Schreiben Sie aus dem Sitzungsprotokoll alles ab „(Beifall bei der GAL und vereinzelt“ bis einschließlich „Christian Maaß GAL)“ wortgetreu ab.

■ **Vorliegender Text**:
§ §
Protokoll der Sitzung vom 23.02.2006

(Beifall bei der GAL und vereinzelt bei der SPD)

Wenn vor dem Hintergrund jetzt sogar das Grundgesetz geändert werden soll, um dann in Hamburg ein Strafvollzugsgesetz erlassen zu können, das die Politik dieses Senators decken würde, dann ist das doch ein sehr sonderbares Programm zur Rückführung von Justizsenator Kusch in die Legalität.

(Heiterkeit bei Christian Maaß GAL)

Ich will aber auch einen Satz zur SPD sagen. Die SPD hat einen Antrag vorgelegt, der sehr gleichlautend wie unser Antrag ist und dem wir deswegen auch zustimmen werden. Aber was macht die Hamburger SPD – und das frage ich ausdrücklich so, weil ich das nicht nur auf die Bürgerschaftsfraktion beschränke –, was machen eigentlich die Hamburger SPD-Abgeordneten zu diesem Thema? Werden die Hamburger SPD-Abgeordneten diese Verlagerung der Gesetzgebungskompetenz verhindern oder ist das hier nur wohlfeil, dass sich die SPD-Bürgerschaftsfraktion jetzt auch gegen Justizsenator Kusch stellt. Ich denke, diese schwerwiegenden Vorgänge, die wir hier sehen können, die wir fortlaufend beobachten, verdienen einen ernsthaften Widerstand, auch von der Hamburger SPD.

(Beifall bei der GAL und bei Günter Frank und Rolf-Dieter Klooß, beide SPD)

Das Wort hat jetzt Frau Spethmann.
§ §
Erkennungsbeispiele
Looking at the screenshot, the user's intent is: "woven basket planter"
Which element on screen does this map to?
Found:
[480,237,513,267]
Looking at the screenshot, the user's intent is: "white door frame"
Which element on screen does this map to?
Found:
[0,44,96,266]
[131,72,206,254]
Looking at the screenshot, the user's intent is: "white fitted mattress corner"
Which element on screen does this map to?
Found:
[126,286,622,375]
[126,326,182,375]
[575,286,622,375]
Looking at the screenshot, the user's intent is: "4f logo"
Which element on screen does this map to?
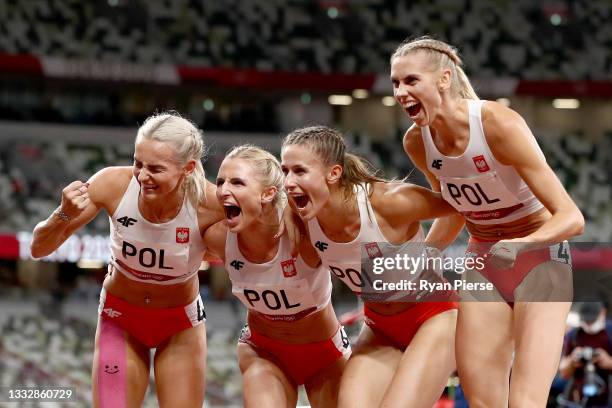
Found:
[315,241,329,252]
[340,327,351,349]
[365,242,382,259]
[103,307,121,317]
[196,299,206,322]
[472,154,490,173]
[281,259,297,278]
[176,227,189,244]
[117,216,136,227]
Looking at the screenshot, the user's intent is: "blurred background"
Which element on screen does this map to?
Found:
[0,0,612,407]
§ §
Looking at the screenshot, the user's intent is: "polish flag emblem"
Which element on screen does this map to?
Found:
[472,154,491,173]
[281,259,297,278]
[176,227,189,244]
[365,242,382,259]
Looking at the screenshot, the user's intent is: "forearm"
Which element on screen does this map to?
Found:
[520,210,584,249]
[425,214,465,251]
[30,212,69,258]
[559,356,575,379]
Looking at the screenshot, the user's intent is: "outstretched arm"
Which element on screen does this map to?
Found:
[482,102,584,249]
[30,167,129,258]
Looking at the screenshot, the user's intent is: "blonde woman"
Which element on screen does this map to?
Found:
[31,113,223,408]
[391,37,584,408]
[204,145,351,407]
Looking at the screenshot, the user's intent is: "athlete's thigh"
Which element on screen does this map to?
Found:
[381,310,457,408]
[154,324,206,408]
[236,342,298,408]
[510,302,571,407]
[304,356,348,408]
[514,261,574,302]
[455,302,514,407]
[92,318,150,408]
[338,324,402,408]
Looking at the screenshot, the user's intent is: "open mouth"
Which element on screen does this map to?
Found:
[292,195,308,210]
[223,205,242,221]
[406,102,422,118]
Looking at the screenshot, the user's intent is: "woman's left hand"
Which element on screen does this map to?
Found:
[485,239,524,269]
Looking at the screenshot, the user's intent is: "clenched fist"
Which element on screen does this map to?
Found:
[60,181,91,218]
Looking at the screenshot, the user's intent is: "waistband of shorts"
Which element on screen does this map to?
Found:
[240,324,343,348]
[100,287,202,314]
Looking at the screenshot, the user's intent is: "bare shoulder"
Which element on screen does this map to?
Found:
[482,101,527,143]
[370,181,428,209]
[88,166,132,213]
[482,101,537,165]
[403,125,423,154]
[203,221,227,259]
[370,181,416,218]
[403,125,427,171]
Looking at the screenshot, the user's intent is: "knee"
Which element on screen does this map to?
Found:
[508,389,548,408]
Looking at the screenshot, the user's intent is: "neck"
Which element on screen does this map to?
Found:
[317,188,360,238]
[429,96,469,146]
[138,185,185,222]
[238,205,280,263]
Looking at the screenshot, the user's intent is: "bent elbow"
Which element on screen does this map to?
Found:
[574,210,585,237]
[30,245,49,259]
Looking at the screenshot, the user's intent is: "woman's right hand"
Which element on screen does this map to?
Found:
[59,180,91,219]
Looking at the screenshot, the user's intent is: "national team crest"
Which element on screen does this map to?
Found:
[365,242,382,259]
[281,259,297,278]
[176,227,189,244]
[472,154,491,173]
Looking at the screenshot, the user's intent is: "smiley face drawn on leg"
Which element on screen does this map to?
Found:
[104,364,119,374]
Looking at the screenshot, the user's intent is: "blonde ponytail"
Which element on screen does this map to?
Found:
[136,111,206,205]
§ §
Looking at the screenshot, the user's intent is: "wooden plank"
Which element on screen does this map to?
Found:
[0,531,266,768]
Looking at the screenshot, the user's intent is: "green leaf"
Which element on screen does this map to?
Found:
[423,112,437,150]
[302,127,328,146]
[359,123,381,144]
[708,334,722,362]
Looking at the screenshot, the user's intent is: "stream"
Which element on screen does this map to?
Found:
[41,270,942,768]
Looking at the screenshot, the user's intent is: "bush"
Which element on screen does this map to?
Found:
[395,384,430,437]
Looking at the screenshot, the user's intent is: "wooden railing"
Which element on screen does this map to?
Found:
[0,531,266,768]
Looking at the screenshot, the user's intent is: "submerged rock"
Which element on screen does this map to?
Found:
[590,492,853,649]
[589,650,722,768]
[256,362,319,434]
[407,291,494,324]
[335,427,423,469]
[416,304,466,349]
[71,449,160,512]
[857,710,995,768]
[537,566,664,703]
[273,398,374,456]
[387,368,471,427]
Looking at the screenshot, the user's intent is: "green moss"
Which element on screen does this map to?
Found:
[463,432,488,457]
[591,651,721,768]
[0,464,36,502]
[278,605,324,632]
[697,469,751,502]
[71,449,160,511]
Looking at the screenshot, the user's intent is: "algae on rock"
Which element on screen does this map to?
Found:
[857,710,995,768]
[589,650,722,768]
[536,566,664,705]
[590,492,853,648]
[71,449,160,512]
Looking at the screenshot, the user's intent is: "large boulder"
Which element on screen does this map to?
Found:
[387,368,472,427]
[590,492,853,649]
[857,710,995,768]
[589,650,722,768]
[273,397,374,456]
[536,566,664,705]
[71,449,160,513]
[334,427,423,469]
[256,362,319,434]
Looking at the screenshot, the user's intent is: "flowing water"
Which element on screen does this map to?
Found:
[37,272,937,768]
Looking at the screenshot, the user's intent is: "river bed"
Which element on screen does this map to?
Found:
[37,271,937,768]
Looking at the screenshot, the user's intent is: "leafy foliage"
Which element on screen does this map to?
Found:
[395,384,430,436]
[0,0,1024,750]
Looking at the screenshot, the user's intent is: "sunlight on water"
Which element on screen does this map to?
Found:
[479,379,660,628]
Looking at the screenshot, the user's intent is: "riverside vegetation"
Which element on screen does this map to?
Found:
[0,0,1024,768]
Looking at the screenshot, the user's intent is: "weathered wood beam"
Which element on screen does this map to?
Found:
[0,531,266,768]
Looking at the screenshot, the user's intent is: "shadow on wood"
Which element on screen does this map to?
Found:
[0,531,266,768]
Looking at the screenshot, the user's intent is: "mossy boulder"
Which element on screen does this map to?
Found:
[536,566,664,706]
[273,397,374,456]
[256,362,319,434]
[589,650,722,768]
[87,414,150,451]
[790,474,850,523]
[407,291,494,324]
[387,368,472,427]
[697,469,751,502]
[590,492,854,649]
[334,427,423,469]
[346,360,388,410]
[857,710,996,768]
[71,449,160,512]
§ §
■ **Antwort**:
(Beifall bei der GAL und vereinzelt bei der SPD)

Wenn vor dem Hintergrund jetzt sogar das Grundgesetz geändert werden soll, um dann in Hamburg ein Strafvollzugsgesetz erlassen zu können, das die Politik dieses Senators decken würde, dann ist das doch ein sehr sonderbares Programm zur Rückführung von Justizsenator Kusch in die Legalität.

(Heiterkeit bei Christian Maaß GAL)